**Work to complete:** Repeat the records exactly, so that each line matches the original.

§

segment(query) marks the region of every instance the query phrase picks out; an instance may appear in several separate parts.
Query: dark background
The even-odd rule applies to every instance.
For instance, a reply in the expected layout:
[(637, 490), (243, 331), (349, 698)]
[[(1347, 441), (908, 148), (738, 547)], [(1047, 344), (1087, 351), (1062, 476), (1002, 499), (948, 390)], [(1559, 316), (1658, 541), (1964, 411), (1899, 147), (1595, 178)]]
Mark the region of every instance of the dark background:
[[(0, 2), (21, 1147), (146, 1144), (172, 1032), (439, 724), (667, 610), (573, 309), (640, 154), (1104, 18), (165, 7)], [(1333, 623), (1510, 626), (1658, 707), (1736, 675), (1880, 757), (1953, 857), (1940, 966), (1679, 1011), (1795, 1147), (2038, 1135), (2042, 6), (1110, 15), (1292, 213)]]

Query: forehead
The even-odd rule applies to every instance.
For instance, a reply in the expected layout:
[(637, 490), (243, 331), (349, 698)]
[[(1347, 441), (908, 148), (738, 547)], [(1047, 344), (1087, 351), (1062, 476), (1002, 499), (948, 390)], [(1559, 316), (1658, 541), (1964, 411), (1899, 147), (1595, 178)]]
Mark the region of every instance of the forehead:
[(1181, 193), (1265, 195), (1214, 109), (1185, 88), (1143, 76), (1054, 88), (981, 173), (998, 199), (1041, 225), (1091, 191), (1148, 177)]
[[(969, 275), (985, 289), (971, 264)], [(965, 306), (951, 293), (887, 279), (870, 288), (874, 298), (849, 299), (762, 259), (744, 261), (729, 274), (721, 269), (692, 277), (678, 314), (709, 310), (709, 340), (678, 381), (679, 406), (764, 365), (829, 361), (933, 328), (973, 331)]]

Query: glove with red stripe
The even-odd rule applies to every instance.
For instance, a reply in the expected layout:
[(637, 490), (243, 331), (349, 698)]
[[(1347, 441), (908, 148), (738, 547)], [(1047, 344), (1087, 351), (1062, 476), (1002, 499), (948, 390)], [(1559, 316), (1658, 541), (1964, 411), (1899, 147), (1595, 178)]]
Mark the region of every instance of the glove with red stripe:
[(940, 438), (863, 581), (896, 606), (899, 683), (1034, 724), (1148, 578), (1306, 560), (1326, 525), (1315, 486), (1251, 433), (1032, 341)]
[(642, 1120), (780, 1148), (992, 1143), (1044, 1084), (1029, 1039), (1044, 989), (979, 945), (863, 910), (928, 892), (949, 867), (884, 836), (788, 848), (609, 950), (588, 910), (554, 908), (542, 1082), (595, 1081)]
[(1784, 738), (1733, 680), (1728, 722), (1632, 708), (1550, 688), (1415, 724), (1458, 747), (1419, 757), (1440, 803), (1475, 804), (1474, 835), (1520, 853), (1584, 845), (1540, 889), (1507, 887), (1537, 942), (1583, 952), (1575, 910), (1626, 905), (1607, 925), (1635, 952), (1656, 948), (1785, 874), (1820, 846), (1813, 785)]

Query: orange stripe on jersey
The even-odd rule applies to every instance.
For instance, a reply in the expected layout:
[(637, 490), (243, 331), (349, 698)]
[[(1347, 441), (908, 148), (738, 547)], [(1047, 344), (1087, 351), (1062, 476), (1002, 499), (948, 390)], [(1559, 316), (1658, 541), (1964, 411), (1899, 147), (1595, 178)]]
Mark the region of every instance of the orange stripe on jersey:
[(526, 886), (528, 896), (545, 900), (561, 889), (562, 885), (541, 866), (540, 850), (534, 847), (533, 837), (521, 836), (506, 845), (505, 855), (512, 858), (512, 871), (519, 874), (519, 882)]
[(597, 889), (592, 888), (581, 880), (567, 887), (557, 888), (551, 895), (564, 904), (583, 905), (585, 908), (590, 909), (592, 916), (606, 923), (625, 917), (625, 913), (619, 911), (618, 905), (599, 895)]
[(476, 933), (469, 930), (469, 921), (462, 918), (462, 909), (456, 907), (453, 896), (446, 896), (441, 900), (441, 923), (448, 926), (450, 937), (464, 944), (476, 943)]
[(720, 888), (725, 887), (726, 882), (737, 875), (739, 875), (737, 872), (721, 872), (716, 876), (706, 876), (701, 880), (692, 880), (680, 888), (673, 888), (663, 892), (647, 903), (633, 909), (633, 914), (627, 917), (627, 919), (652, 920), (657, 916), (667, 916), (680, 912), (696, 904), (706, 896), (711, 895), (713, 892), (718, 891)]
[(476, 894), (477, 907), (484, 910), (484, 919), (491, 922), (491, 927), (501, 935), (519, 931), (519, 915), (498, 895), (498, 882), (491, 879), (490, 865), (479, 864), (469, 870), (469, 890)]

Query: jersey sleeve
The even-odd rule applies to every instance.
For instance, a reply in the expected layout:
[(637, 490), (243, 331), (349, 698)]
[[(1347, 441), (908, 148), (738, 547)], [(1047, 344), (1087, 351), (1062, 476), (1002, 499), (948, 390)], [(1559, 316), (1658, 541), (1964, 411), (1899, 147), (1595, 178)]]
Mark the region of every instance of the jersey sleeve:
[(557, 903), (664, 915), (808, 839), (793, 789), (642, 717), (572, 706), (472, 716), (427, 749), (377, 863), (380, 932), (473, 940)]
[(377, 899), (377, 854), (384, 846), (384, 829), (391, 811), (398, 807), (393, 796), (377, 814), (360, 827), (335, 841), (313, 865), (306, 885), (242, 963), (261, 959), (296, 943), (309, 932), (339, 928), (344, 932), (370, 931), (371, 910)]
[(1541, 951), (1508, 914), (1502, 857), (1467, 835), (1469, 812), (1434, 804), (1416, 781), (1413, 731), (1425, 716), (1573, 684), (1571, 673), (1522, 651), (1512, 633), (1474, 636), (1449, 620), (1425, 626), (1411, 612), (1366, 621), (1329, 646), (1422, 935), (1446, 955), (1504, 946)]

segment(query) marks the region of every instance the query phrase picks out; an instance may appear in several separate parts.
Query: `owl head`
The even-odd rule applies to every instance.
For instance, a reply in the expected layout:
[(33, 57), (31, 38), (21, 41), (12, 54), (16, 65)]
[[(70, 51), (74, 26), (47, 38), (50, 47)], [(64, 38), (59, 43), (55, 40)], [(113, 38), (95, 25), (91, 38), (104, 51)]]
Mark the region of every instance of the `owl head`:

§

**Task solution:**
segment(query) marks the region of every instance the query phrase picks out; an instance may appear in several separate parts.
Query: dark background
The even-odd rule applies to every instance.
For instance, a reply in the expected layout:
[(637, 490), (243, 331), (349, 698)]
[[(1347, 441), (908, 148), (738, 547)], [(1047, 344), (1087, 351), (1062, 476), (1002, 499), (948, 390)], [(1559, 316), (1658, 541), (1964, 411), (1899, 147), (1595, 178)]]
Mark the region of every instance of the dark background:
[[(0, 2), (21, 1147), (146, 1144), (172, 1032), (439, 724), (667, 610), (573, 309), (640, 154), (1104, 18), (165, 7)], [(1333, 623), (1510, 626), (1658, 707), (1736, 675), (1880, 757), (1953, 857), (1940, 966), (1679, 1011), (1795, 1147), (2038, 1135), (2042, 6), (1110, 15), (1292, 213)]]

Query: forehead
The even-odd rule applies to every instance.
For instance, a reply in the expected layout:
[(637, 490), (243, 331), (349, 698)]
[[(1347, 441), (908, 148), (738, 547)], [(1047, 344), (1087, 351), (1062, 476), (1002, 499), (948, 390)], [(1559, 316), (1658, 541), (1964, 411), (1899, 147), (1595, 178)]]
Mark the region of every instance of the forehead:
[(1181, 193), (1265, 195), (1214, 109), (1185, 88), (1143, 76), (1054, 88), (981, 173), (998, 199), (1041, 225), (1091, 191), (1148, 177)]
[[(969, 275), (985, 289), (971, 264)], [(965, 306), (951, 293), (887, 279), (870, 288), (874, 298), (849, 299), (762, 259), (744, 261), (729, 274), (721, 269), (692, 277), (678, 314), (709, 310), (709, 340), (678, 381), (679, 406), (764, 365), (829, 361), (933, 328), (973, 331)]]

Query: glove with red stripe
The even-odd rule applies to every instance.
For instance, a reply in the expected layout:
[(637, 490), (243, 331), (349, 698)]
[[(1347, 441), (908, 148), (738, 547)], [(1047, 344), (1087, 351), (1062, 476), (1002, 499), (948, 390)], [(1559, 316), (1658, 541), (1964, 411), (1899, 147), (1595, 178)]]
Mark the region of every instance of the glove with red stripe:
[(940, 438), (863, 581), (896, 606), (899, 683), (1034, 724), (1148, 578), (1306, 560), (1326, 525), (1315, 486), (1251, 433), (1032, 341)]
[(642, 1120), (780, 1148), (992, 1143), (1044, 1084), (1029, 1039), (1044, 989), (979, 945), (863, 910), (928, 892), (949, 867), (884, 836), (788, 848), (609, 950), (588, 910), (554, 908), (542, 1082), (595, 1081)]
[(1784, 738), (1733, 680), (1728, 722), (1632, 708), (1550, 688), (1415, 724), (1458, 747), (1419, 757), (1440, 803), (1475, 804), (1474, 835), (1520, 853), (1584, 845), (1540, 889), (1507, 887), (1537, 942), (1583, 952), (1575, 910), (1626, 905), (1607, 925), (1635, 952), (1656, 948), (1785, 874), (1820, 846), (1813, 785)]

Query: orange stripe on jersey
The even-odd rule applies to every instance.
For instance, a reply in the expected layout:
[(637, 490), (243, 331), (349, 698)]
[[(1347, 441), (908, 148), (738, 547)], [(1047, 344), (1087, 351), (1062, 476), (1002, 499), (948, 390)], [(1559, 316), (1658, 541), (1964, 411), (1899, 147), (1595, 178)]]
Mark the region of every instance of the orange stripe on jersey:
[(526, 886), (528, 896), (545, 900), (561, 889), (562, 885), (541, 866), (540, 850), (534, 847), (533, 837), (521, 836), (506, 845), (505, 855), (512, 858), (512, 871), (519, 874), (519, 882)]
[(597, 889), (592, 888), (581, 880), (567, 887), (557, 888), (551, 895), (564, 904), (583, 905), (585, 908), (590, 909), (592, 916), (606, 923), (625, 917), (625, 913), (619, 911), (618, 905), (599, 895)]
[(476, 933), (469, 930), (469, 921), (462, 918), (462, 909), (456, 907), (453, 896), (446, 896), (441, 900), (441, 923), (448, 926), (450, 937), (464, 944), (476, 943)]
[(720, 888), (725, 887), (726, 882), (737, 875), (739, 875), (737, 872), (721, 872), (716, 876), (706, 876), (701, 880), (692, 880), (680, 888), (673, 888), (663, 892), (647, 903), (633, 909), (633, 914), (627, 917), (627, 919), (652, 920), (657, 916), (667, 916), (680, 912), (696, 904), (706, 896), (711, 895), (713, 892), (718, 891)]
[(476, 894), (477, 907), (484, 910), (484, 919), (491, 922), (491, 927), (501, 935), (519, 931), (519, 915), (498, 895), (498, 882), (491, 879), (490, 865), (479, 864), (469, 870), (469, 890)]

Query: jersey sleeve
The even-odd rule applies to every instance.
For instance, a reply in the expected layout:
[(637, 490), (243, 331), (349, 698)]
[[(1347, 441), (908, 148), (738, 547)], [(1047, 344), (1087, 351), (1062, 476), (1002, 499), (948, 390)], [(1559, 316), (1658, 541), (1964, 411), (1899, 147), (1595, 178)]]
Mark the region of every instance of the jersey sleeve:
[(557, 903), (664, 915), (808, 839), (793, 789), (642, 717), (572, 706), (472, 716), (427, 749), (377, 863), (380, 932), (473, 940)]
[(377, 899), (377, 854), (384, 846), (384, 829), (391, 811), (398, 807), (393, 796), (377, 814), (360, 827), (335, 841), (313, 865), (306, 885), (242, 963), (261, 959), (296, 943), (309, 932), (339, 928), (344, 932), (370, 931), (371, 910)]
[(1541, 951), (1508, 914), (1502, 857), (1467, 835), (1469, 812), (1434, 804), (1416, 781), (1413, 731), (1425, 716), (1573, 684), (1571, 673), (1522, 651), (1512, 633), (1474, 636), (1449, 620), (1425, 626), (1411, 612), (1366, 621), (1329, 646), (1422, 935), (1446, 955), (1504, 946)]

segment(query) marks the region of every instance the query phrase picks out; an instance may appear in several separate parts.
Query: `owl head`
The even-odd rule applies to every instance.
For instance, a reply in the expected layout:
[(33, 57), (31, 38), (21, 41), (12, 54), (16, 65)]
[[(70, 51), (74, 26), (47, 38), (50, 47)], [(64, 38), (59, 43), (55, 40)], [(113, 38), (95, 25), (91, 38), (104, 51)]]
Mark the region of every instance of the `owl head`:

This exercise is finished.